• **GIVEN INFORMATION**:
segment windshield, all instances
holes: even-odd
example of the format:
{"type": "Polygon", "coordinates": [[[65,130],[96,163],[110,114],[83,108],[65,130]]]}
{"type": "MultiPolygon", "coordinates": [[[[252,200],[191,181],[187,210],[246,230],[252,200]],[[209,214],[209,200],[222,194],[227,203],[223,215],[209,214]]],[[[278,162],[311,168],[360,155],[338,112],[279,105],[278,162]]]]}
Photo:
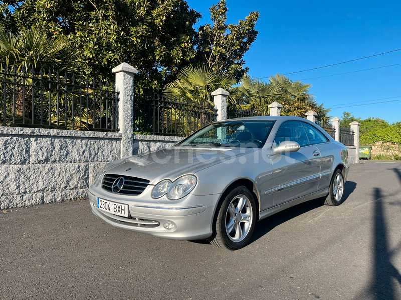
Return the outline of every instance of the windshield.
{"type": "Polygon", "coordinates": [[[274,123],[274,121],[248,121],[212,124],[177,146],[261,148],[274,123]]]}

---

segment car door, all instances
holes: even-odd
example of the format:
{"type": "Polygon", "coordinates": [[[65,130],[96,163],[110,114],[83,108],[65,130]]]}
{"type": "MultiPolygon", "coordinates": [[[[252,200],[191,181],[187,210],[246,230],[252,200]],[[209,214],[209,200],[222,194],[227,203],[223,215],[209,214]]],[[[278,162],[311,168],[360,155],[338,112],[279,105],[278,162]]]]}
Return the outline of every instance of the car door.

• **WHAT THE EXERCISE ASKS**:
Format the records, starting with the line that contains "segment windshield, all instances" and going on through the line that contains "Return the outline of every instance of the windshield.", as a JSON list of strings with one string per line, both end lines included and blank lines skipped. Leave the pictures out of your answer.

• **TASK ANSWER**:
[
  "segment windshield, all instances",
  "holes: even-odd",
  "example of the format:",
  "{\"type\": \"Polygon\", \"coordinates\": [[[65,130],[96,163],[110,114],[83,108],[65,130]]]}",
  "{\"type\": \"MultiPolygon\", \"coordinates\": [[[[252,200],[191,181],[187,210],[246,230],[252,200]],[[209,214],[209,200],[222,194],[227,203],[223,215],[209,214]]],[[[278,162],[311,168],[360,155],[338,112],[279,105],[278,162]]]]}",
  "Photo:",
  "Return the outline of every instance of the windshield."
]